**** Избранный отрывок ****
Теперь становятся в полной мере понятными его слова: «Все любят, да шумахерщина». Внешние знаки внимания, оказываемые Ломоносову, в создавшейся ситуации даже досадны ему. Он пережил своё честолюбие. Покуда процветает «шумахерщина» — злейший личный враг Ломоносова, представляющий исключительную и мало кем учитываемую опасность для Русского государства, не будет ему покоя.
«Шумахерщина» и является главной темой предполагаемой беседы. Именно на её фоне мощно звучит в заметках Ломоносова и личный мотив (пункты 8, 9, 10), не требующий разъяснения. За исключением, может быть, начала второй латинской фразы. Так же, как и первая, она взята из Цицерона. Полностью фраза выглядит так: Pro aris et focis certamen, то есть «Борьба за алтари и домашние очаги». Тут содержится самобытная и глубокая, как ни у кого из современников Ломоносова, оценка деятельности Петра, её исторического смысла и культурных последствий: вот ради чего борьба! Россия, только что пережившая бурное время петровских преобразований, менее всего должна испытывать чувство «неполноценности» перед Западной Европой. Учиться у Запада безусловно необходимо. Но учиться, полагаясь на свой разум, на свои ресурсы, учитывая насущные потребности и внутреннюю логику своего развития. Только такое ученье могло быть плодотворным, ибо и сама Россия несла с собой уникальные ценности в сокровищницу мировой культуры.
**** Выдержка из данных ****
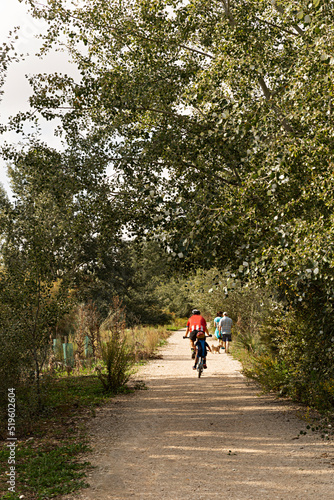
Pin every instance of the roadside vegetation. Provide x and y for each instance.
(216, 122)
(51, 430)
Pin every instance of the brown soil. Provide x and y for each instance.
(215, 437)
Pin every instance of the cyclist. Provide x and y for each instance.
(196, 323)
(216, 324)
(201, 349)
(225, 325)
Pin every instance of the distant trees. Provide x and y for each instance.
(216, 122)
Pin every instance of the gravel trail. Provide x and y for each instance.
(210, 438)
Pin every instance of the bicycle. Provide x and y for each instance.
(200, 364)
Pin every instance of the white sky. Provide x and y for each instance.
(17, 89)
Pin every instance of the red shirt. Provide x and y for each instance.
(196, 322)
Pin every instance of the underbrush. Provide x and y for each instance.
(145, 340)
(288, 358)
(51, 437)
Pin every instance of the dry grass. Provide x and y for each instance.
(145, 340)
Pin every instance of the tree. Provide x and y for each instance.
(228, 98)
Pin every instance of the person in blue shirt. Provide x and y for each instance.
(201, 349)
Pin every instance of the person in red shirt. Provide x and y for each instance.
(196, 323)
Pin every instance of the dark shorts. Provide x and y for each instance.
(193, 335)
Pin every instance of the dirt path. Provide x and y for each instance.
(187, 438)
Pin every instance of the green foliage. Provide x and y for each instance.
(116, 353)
****
**** Выдержка из данных ****
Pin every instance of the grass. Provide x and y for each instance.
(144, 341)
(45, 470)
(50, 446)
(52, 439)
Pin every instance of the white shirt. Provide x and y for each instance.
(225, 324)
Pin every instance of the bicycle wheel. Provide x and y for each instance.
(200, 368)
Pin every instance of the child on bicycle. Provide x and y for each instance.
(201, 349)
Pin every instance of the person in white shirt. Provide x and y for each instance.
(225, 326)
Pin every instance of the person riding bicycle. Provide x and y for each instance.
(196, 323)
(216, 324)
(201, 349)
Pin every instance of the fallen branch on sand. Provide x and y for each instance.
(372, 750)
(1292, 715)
****
Перепишите кусок текста о Ломоносове от слов «Теперь становятся в» до слов «будет ему покоя.», поставив «тщеславие» вместо «честолюбие».

Теперь становятся в полной мере понятными его слова: «Все любят, да шумахерщина». Внешние знаки внимания, оказываемые Ломоносову, в создавшейся ситуации даже досадны ему. Он пережил своё тщеславие. Покуда процветает «шумахерщина» — злейший личный враг Ломоносова, представляющий исключительную и мало кем учитываемую опасность для Русского государства, не будет ему покоя.